§ **Questions**:
A. Answer these questions using the Ted Lindsay profile:
(i) What nickname did Lindsay earn for his wrecking-ball style of play?
(ii) Which PGA Tour golfer was Lindsay introduced to at a charity golf tournament?
(iii) For which team did Lindsay play three seasons before his four-year retirement?
B. Duplicate the stretch of the Ted Lindsay profile from "That's exactly how" through "into the NHL.".
C. Go on with the profile of hockey player Ted Lindsay, picking up after its final sentence.

100 Greatest Players

Ted Lindsay: 100 Greatest NHL Players

Left wing on Red Wings' famed 'Production Line' was fierce competitor for 17 seasons

by Dave Stubbs @Dave_Stubbs / NHL.com Columnist

There are the two distinctly different sides of Ted Lindsay, whose 17 remarkable seasons in the NHL spanned three decades.

He was nicknamed "Terrible Ted" for his wrecking-ball style of play; he took on all comers, no matter that at 5-foot-8, 160 pounds -- in thick-soled shoes and after a big meal -- he was dwarfed by many of the foes he challenged.

 

Video: Terrible Ted' Lindsay took on all comers for Detroit

 

In 50-plus years of retirement, Lindsay has become much better known as Terrific Ted, a man who has put his giant heart to benevolent use with his endless charity work.

And here is an anecdote that perfectly sews the two men together:

At a charity golf tournament some years ago, Lindsay was introduced to PGA Tour great Billy Casper. The golfer, who was 5-foot-11, looked down at his new friend and said, "You were the scourge of the NHL?" Came the steely eyed reply: "When I put my skates on, I'm 6-foot-5."

 

TED LINDSAY CAREER TOTALS | View Full Stats
Games: 1,068 | Goals: 379 | Assists: 472  | Points: 851

 

That's exactly how Ted Lindsay played his entire 1,068-game NHL career from 1944-45 through 1964-65, coming out of a four-year retirement in 1964 after three seasons with the Chicago Black Hawks to play one final, excellent season with his beloved Detroit Red Wings, with whom he broke into the NHL.

When he wasn't spending the equivalent of more than 30 games in the penalty box, Lindsay was a gifted left wing who was happiest in the corner of the rink, jousting and fencing and scrapping with opponents.

"My hatred was sincere," Lindsay told NHL.com in April 2016, discussing his legendary distaste for his opponents on and off the ice.

"I hated everybody. I had no friends. I wasn't there to make friends. I was there to win. It wasn't necessary that I score, but I figured I could be an integral part without scoring. I had ability, I had talent and I didn't have an ego that I thought I was great. I realized I had to earn it. That was my purpose -- to be the best that there was at the left wing position."

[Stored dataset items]
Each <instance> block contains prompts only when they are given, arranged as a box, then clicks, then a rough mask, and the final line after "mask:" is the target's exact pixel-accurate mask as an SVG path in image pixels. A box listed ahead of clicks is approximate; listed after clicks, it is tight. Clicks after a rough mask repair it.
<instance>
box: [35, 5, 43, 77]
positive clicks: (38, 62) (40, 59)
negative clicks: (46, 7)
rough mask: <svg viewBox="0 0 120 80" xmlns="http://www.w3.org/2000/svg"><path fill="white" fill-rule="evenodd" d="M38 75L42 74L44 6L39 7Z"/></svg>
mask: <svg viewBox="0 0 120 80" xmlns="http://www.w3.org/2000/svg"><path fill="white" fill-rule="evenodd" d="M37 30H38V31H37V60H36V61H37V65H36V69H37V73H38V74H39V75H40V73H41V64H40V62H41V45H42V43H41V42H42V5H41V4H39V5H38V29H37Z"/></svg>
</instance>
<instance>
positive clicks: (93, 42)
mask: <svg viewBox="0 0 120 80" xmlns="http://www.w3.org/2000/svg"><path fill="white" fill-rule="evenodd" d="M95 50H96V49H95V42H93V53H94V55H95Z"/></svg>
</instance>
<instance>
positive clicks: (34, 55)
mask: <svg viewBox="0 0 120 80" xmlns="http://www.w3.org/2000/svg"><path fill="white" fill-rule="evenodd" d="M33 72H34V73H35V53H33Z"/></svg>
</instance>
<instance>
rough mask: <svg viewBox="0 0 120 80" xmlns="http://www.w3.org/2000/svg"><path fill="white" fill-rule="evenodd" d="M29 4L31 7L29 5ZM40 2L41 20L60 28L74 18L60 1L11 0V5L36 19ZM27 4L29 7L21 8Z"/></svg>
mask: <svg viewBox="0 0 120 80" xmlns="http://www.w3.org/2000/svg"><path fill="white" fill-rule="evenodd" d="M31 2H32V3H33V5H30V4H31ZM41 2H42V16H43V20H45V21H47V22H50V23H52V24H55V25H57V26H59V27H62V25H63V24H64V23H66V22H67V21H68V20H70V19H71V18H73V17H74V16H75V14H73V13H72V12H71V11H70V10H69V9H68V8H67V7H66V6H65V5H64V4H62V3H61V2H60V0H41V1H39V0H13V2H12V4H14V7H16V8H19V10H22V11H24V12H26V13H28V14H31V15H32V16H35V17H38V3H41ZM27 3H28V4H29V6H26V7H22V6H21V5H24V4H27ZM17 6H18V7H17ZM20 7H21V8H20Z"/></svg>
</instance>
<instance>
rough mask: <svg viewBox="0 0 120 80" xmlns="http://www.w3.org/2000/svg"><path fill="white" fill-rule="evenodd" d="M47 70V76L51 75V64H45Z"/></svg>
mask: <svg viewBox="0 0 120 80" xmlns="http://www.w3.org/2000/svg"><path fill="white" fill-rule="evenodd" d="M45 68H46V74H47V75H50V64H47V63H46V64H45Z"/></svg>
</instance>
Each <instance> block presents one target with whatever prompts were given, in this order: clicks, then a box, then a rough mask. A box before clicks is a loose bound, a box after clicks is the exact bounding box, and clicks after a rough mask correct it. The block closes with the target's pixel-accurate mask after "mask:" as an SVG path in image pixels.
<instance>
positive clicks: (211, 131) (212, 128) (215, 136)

§ **Task results**:
A.
(i) "Terrible Ted"
(ii) Billy Casper
(iii) The Chicago Black Hawks

B.
That's exactly how Ted Lindsay played his entire 1,068-game NHL career from 1944-45 through 1964-65, coming out of a four-year retirement in 1964 after three seasons with the Chicago Black Hawks to play one final, excellent season with his beloved Detroit Red Wings, with whom he broke into the NHL.

C.
Lindsay won four Stanley Cup championships with Detroit, won the Art Ross Trophy in 1950 as the top scorer in the NHL, played in the NHL All-Star Game 11 consecutive times, was selected to the NHL First All-Star Team eight times, and finished among the League's top three in goals four times and points six times.

He grew up one of five boys in the family in the northern Ontario mining town of Kirkland Lake, taking his first strides on local ice at age 9 in skates a neighbor had given him.

The skates were too large, not that the youngster much cared. But seeing how his son had taken to the game, Bert Lindsay cobbled together $4.75, a princely sum during the Great Depression, and bought Ted a pair of Red Horner model skates.

Perhaps that was meant to be; Horner, a rugged Toronto Maple Leafs defenseman of the day, was the undisputed penalty king of the NHL until Lindsay bumped him from the throne in 1957.

You try to imagine Lindsay as a goaltender and of course, you can't. But then, the possibility might have existed in his youth. Bert Lindsay had been a goalie, in the pre-NHL days in the National Hockey Association and Pacific Coast Hockey Association, and in the NHL, playing two seasons for the Montreal Wanderers and Toronto Arenas.

"No, no," Ted Lindsay said with a laugh about putting on goalie pads. "I loved handling the puck. I loved hitting people. And I loved intimidating people, also."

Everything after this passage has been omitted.